JOB ITEM: Reproduce the entire listing below character for character, leaving out the pictures.

MATERIAL FOR THIS EXERCISE:
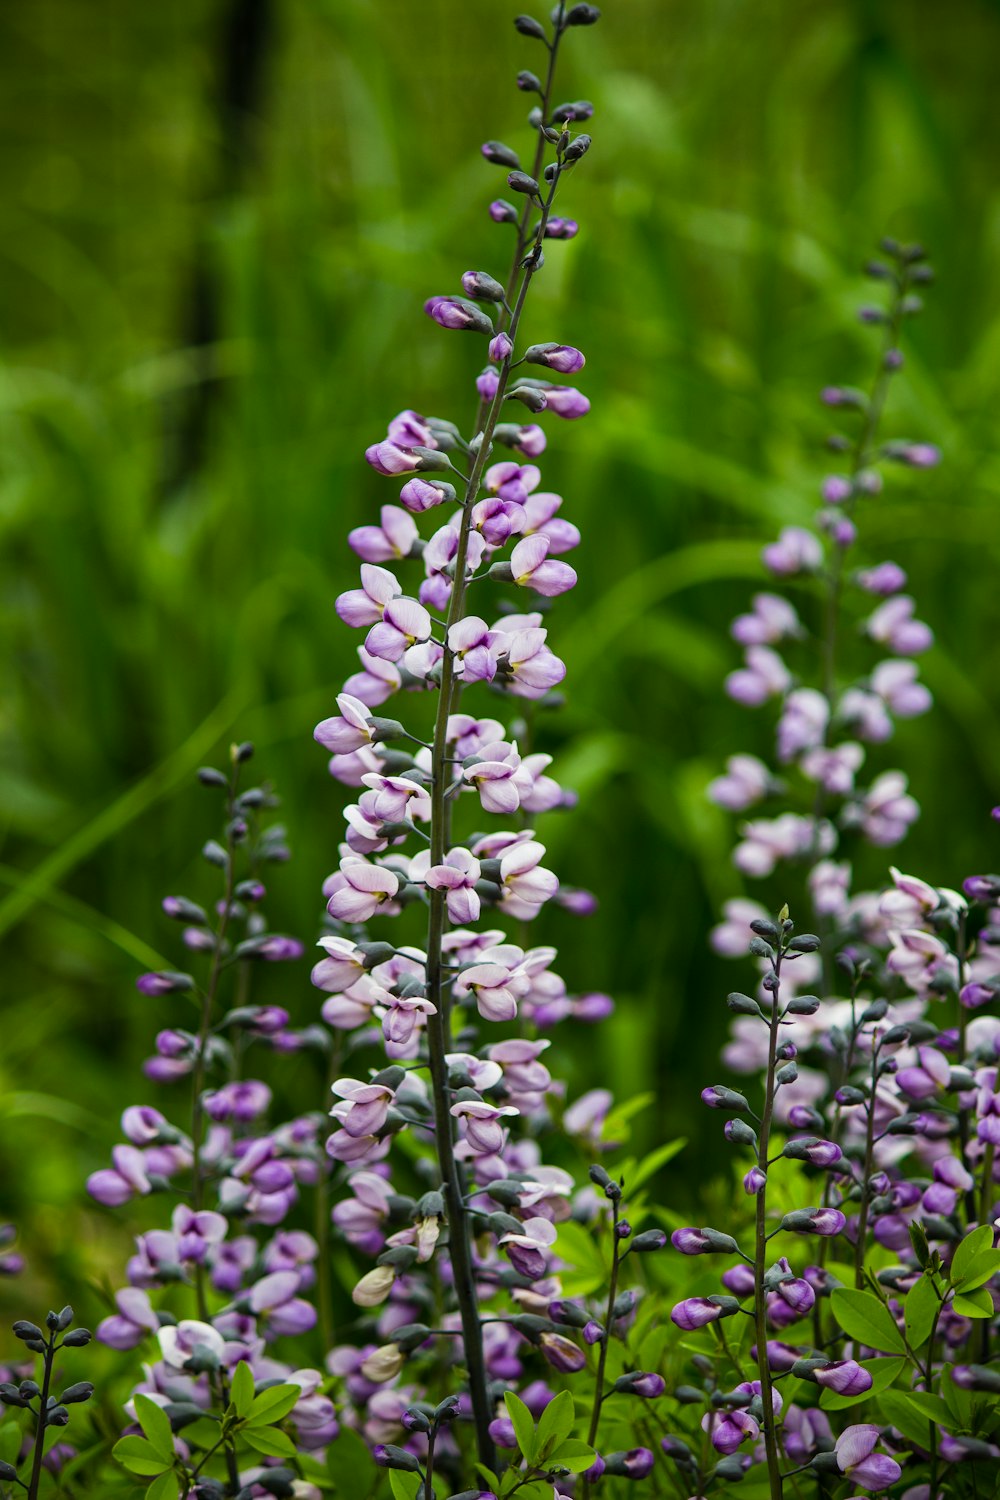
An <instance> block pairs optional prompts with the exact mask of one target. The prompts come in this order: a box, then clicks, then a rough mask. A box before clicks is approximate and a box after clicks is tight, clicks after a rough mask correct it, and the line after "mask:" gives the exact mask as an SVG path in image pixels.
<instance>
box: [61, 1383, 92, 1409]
mask: <svg viewBox="0 0 1000 1500" xmlns="http://www.w3.org/2000/svg"><path fill="white" fill-rule="evenodd" d="M93 1394H94V1388H93V1385H91V1382H90V1380H79V1382H78V1383H76V1385H75V1386H67V1388H66V1391H63V1394H61V1397H60V1398H58V1400H60V1401H61V1403H63V1406H73V1403H76V1401H90V1398H91V1395H93Z"/></svg>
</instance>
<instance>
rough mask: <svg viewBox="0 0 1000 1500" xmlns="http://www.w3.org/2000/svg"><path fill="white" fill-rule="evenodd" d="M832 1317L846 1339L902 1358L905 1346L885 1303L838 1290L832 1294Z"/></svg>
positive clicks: (877, 1299)
mask: <svg viewBox="0 0 1000 1500" xmlns="http://www.w3.org/2000/svg"><path fill="white" fill-rule="evenodd" d="M831 1307H832V1310H834V1317H835V1319H837V1322H838V1323H840V1326H841V1328H843V1331H844V1334H847V1337H849V1338H856V1340H858V1341H859V1343H861V1344H867V1346H868V1347H870V1349H880V1350H882V1352H883V1353H886V1355H904V1353H906V1344H904V1343H903V1335H901V1334H900V1329H898V1328H897V1325H895V1320H894V1317H892V1314H891V1313H889V1310H888V1308H886V1305H885V1302H880V1301H879V1298H877V1296H874V1293H871V1292H853V1290H849V1289H846V1287H838V1289H837V1290H835V1292H834V1293H832V1295H831Z"/></svg>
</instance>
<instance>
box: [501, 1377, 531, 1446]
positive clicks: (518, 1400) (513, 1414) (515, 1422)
mask: <svg viewBox="0 0 1000 1500" xmlns="http://www.w3.org/2000/svg"><path fill="white" fill-rule="evenodd" d="M504 1406H505V1407H507V1415H508V1418H510V1419H511V1422H513V1424H514V1437H516V1439H517V1446H519V1449H520V1452H522V1457H523V1458H526V1460H528V1463H529V1464H532V1463H534V1460H535V1424H534V1422H532V1419H531V1412H529V1410H528V1407H526V1406H525V1403H523V1401H522V1400H520V1397H516V1395H514V1392H513V1391H505V1392H504Z"/></svg>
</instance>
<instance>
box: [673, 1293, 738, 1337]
mask: <svg viewBox="0 0 1000 1500" xmlns="http://www.w3.org/2000/svg"><path fill="white" fill-rule="evenodd" d="M738 1311H739V1304H738V1302H736V1299H735V1298H685V1299H684V1302H678V1304H675V1307H673V1308H672V1310H670V1322H672V1323H676V1326H678V1328H682V1329H685V1332H690V1331H691V1329H696V1328H705V1326H706V1323H717V1322H718V1319H721V1317H730V1316H732V1314H733V1313H738Z"/></svg>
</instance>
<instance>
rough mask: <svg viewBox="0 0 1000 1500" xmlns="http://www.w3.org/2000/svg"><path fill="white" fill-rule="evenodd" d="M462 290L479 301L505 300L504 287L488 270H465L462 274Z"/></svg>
mask: <svg viewBox="0 0 1000 1500" xmlns="http://www.w3.org/2000/svg"><path fill="white" fill-rule="evenodd" d="M462 290H463V291H465V296H466V297H474V299H475V300H477V302H502V300H504V288H502V287H501V284H499V282H498V281H496V279H495V278H493V276H490V275H489V273H487V272H465V275H463V276H462Z"/></svg>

ANSWER TO THE EXERCISE:
An <instance> block pairs optional prompts with the exact mask of one target. The prompts come in this order: a box, then clicks, then a rough mask. A box before clicks is approximate and a box after clicks is tight, clicks after a rough mask correct it, and the line after "mask:" gives the exact mask as an SVG path in image pixels.
<instance>
box: [61, 1383, 92, 1409]
mask: <svg viewBox="0 0 1000 1500" xmlns="http://www.w3.org/2000/svg"><path fill="white" fill-rule="evenodd" d="M93 1394H94V1388H93V1385H91V1382H90V1380H79V1382H78V1383H76V1385H75V1386H67V1388H66V1391H63V1394H61V1397H60V1398H58V1400H60V1401H61V1403H63V1406H73V1403H76V1401H90V1398H91V1395H93Z"/></svg>
</instance>
<instance>
rough mask: <svg viewBox="0 0 1000 1500" xmlns="http://www.w3.org/2000/svg"><path fill="white" fill-rule="evenodd" d="M832 1317L846 1339L902 1358L905 1346L885 1303L838 1290L832 1294Z"/></svg>
positive clicks: (877, 1299)
mask: <svg viewBox="0 0 1000 1500" xmlns="http://www.w3.org/2000/svg"><path fill="white" fill-rule="evenodd" d="M831 1307H832V1310H834V1317H835V1319H837V1322H838V1323H840V1326H841V1328H843V1331H844V1334H847V1337H849V1338H856V1340H858V1341H859V1343H861V1344H867V1346H868V1347H870V1349H880V1350H882V1352H883V1353H886V1355H904V1353H906V1344H904V1343H903V1335H901V1334H900V1329H898V1328H897V1325H895V1320H894V1317H892V1314H891V1313H889V1310H888V1308H886V1305H885V1302H880V1301H879V1298H877V1296H874V1293H871V1292H853V1290H849V1289H846V1287H838V1289H837V1290H835V1292H834V1293H832V1295H831Z"/></svg>
</instance>
<instance>
box: [501, 1377, 531, 1446]
positive clicks: (518, 1400) (513, 1414) (515, 1422)
mask: <svg viewBox="0 0 1000 1500" xmlns="http://www.w3.org/2000/svg"><path fill="white" fill-rule="evenodd" d="M504 1406H505V1407H507V1415H508V1418H510V1419H511V1422H513V1424H514V1437H516V1439H517V1446H519V1449H520V1452H522V1457H523V1458H526V1460H528V1463H529V1464H532V1463H534V1460H535V1424H534V1422H532V1419H531V1412H529V1410H528V1407H526V1406H525V1403H523V1401H522V1400H520V1397H516V1395H514V1392H513V1391H505V1392H504Z"/></svg>
</instance>
<instance>
box: [673, 1293, 738, 1337]
mask: <svg viewBox="0 0 1000 1500" xmlns="http://www.w3.org/2000/svg"><path fill="white" fill-rule="evenodd" d="M738 1311H739V1304H738V1302H736V1299H735V1298H685V1299H684V1302H678V1304H675V1307H673V1308H672V1310H670V1322H672V1323H676V1326H678V1328H682V1329H685V1332H690V1331H691V1329H696V1328H705V1326H706V1323H717V1322H718V1319H721V1317H730V1316H732V1314H733V1313H738Z"/></svg>
</instance>
<instance>
rough mask: <svg viewBox="0 0 1000 1500" xmlns="http://www.w3.org/2000/svg"><path fill="white" fill-rule="evenodd" d="M462 290L479 301L505 300L504 287L488 270H465L462 274Z"/></svg>
mask: <svg viewBox="0 0 1000 1500" xmlns="http://www.w3.org/2000/svg"><path fill="white" fill-rule="evenodd" d="M462 290H463V291H465V296H466V297H474V299H475V300H477V302H502V300H504V288H502V287H501V284H499V282H498V281H496V279H495V278H493V276H490V275H489V273H487V272H465V275H463V276H462Z"/></svg>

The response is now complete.